Stored entries
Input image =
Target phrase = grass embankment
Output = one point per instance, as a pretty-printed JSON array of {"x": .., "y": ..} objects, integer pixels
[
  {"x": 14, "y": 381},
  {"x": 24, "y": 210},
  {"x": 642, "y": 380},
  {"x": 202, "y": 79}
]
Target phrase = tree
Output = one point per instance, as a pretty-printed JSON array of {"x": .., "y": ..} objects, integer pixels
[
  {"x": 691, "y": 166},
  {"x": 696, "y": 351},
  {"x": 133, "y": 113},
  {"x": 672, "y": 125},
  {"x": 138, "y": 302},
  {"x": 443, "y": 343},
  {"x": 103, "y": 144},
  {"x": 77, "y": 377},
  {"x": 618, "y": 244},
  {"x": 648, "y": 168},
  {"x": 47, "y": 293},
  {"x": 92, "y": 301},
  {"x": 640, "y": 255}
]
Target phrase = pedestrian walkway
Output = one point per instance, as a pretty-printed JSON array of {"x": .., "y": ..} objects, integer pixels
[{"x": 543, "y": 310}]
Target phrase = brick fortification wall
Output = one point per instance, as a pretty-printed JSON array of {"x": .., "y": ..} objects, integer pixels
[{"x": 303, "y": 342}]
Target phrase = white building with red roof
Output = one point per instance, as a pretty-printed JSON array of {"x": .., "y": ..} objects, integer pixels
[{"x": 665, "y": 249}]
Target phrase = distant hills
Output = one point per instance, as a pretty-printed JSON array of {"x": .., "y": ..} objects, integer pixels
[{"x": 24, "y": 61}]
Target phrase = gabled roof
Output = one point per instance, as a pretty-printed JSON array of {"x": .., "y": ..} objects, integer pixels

Do this: Render every line of the listing above as a JSON array of strings, one string per line, leaving out any blank lines.

Exercise answer:
[
  "Input image =",
  "Target phrase = grass embankment",
  "Output = one point per instance, as a pretty-printed JSON array of {\"x\": .., \"y\": ..} objects, integer pixels",
  "[",
  "  {\"x\": 14, \"y\": 381},",
  "  {\"x\": 24, \"y\": 210},",
  "  {\"x\": 642, \"y\": 380},",
  "  {\"x\": 202, \"y\": 79}",
  "]",
  "Target phrase = tree",
  "Output = one point per instance, as a pretty-printed JSON array of {\"x\": .., \"y\": ..} objects, integer pixels",
  "[",
  "  {\"x\": 691, \"y\": 166},",
  "  {\"x\": 696, \"y\": 351},",
  "  {\"x\": 133, \"y\": 113},",
  "  {\"x\": 672, \"y\": 125},",
  "  {\"x\": 138, \"y\": 302},",
  "  {\"x\": 443, \"y\": 343},",
  "  {\"x\": 103, \"y\": 144},",
  "  {\"x\": 77, \"y\": 377},",
  "  {\"x\": 618, \"y\": 244},",
  "  {\"x\": 648, \"y\": 168},",
  "  {\"x\": 47, \"y\": 293},",
  "  {\"x\": 92, \"y\": 301},",
  "  {\"x\": 640, \"y\": 255}",
  "]",
  "Target phrase = pedestrian walkway",
  "Output = one point per instance, as a pretty-printed JSON array of {\"x\": .., \"y\": ..} objects, integer pixels",
  "[{\"x\": 543, \"y\": 310}]",
  "Target phrase = brick fortification wall",
  "Output = one point per instance, as a pretty-printed JSON array of {\"x\": .., \"y\": ..} objects, integer pixels",
  "[{\"x\": 303, \"y\": 342}]",
  "Target phrase = white building with red roof",
  "Output = one point per instance, as a pretty-printed JSON array of {\"x\": .., \"y\": ..} objects, integer pixels",
  "[{\"x\": 665, \"y\": 249}]",
  "Target phrase = distant hills",
  "Output = one point per instance, as a pretty-printed JSON array of {\"x\": .., \"y\": ..} objects, integer pixels",
  "[{\"x\": 24, \"y\": 61}]",
  "Target phrase = gabled roof",
  "Output = one point per instance, as a pretty-printed JSON array of {\"x\": .., \"y\": ..} objects, integer pixels"
]